What you return must match the records below character for character, except that no picture appears.

Saved entries
══════════════════════════════

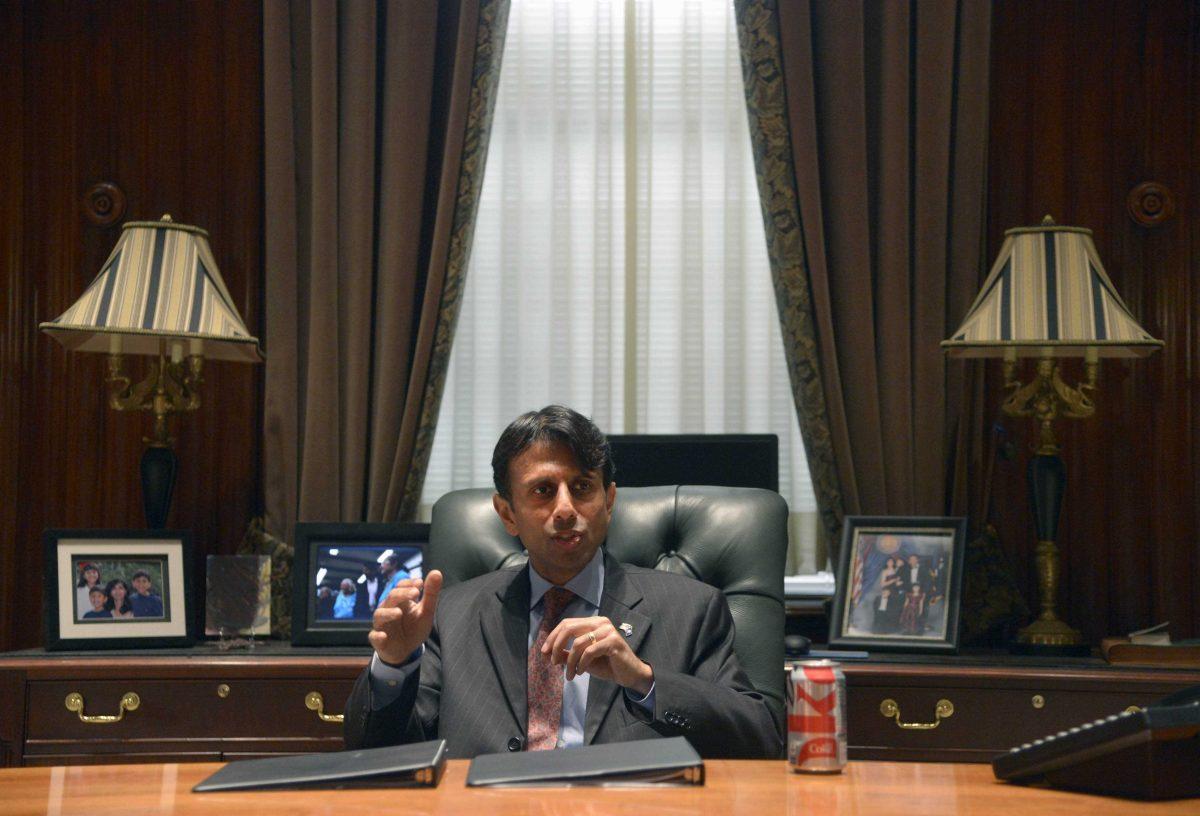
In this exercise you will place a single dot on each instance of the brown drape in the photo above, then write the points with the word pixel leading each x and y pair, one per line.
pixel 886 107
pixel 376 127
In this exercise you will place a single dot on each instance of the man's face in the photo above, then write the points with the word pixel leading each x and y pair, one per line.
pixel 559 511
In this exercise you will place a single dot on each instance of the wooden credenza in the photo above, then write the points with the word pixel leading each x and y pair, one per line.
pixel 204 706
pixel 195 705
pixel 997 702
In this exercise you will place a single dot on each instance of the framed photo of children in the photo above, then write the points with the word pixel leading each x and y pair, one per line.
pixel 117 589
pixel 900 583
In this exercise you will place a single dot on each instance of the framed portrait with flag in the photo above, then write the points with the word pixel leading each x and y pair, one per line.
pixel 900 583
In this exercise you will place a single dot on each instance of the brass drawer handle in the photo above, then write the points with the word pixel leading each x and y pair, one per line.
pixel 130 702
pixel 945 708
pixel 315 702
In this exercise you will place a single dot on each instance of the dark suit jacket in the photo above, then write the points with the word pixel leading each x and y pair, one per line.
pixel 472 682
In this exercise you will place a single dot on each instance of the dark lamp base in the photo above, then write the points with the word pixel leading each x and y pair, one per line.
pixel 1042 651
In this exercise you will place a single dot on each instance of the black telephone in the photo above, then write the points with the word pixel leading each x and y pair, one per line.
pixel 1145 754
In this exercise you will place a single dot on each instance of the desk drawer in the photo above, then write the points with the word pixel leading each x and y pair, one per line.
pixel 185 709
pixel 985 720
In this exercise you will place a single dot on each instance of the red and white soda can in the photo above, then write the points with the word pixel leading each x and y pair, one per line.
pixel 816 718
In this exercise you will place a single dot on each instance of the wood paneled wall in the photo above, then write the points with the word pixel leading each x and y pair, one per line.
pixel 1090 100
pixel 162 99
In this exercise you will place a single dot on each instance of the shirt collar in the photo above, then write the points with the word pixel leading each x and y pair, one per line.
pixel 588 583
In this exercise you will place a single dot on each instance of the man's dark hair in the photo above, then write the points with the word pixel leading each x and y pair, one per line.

══════════════════════════════

* EXERCISE OUTPUT:
In this exercise you will place a single dot on each instance of the brown drape in the photo above, then write the points with the word pixel leading each x and y pair, one per line.
pixel 886 107
pixel 376 127
In this exercise you will place a single dot on each instance of the man's face in the photo above, then write the points with the word pixel leading each x and y pair, one per line.
pixel 559 511
In this exercise you will place a single dot on each instance of the wooden credenza in the photo above, then write the points with the word pixel leading each x and y pair, one per line.
pixel 204 706
pixel 195 705
pixel 997 702
In this exercise you will place a single dot on each instance of the framed photo of children in the photo above, then write the points with the word pixel leading each x and y pair, one per line.
pixel 117 589
pixel 900 583
In this exercise you will place a single dot on each instance of the framed portrait with flag in the photo above, then write the points with the word pixel leading each x and y pair, one per line.
pixel 900 583
In this exercise you will place a single dot on each instance of the brass drawer handle in the photo above, then write the points with the word pixel leading each x and y pair, one per line.
pixel 130 702
pixel 945 708
pixel 315 702
In this exercise you will place a single dot on each instance of the dark suit jacket in the photo above, then write the points with the word pixel leading each x and y pair, one per line.
pixel 472 682
In this exercise you will place a single dot on each instance of the dark lamp base in the photo above, then write the points with the word pixel leading each x and y pair, one per line.
pixel 1042 651
In this exercise you will place a single dot on each instance of the black telephone in the photo above, then write the points with the word pixel leading each x and y pair, one per line.
pixel 1145 754
In this exercise you will place a single dot on each instance of the desk drawer in the photo above, then write the points with the word pixel leading each x and y pair, one per line.
pixel 185 709
pixel 985 720
In this exercise you will place a single dot on each instance of the red and white soda can in the photo above, then write the points with the word pixel leading each x and y pair, one per line.
pixel 816 718
In this exercise you will place a single dot on each instance of the wood paneled wall in the photo above, then write the points with the word pixel leading each x and y pair, one per line.
pixel 1090 100
pixel 162 99
In this exercise you will place a single dot on each instance of the shirt collar in the photo above, then write the points with the word pixel leading each x and y pair, one per line.
pixel 588 583
In this exercise you will place a single dot on each instance of the man's dark hair in the photo above, then write the points with the word pixel leading each x and y pair, one per line.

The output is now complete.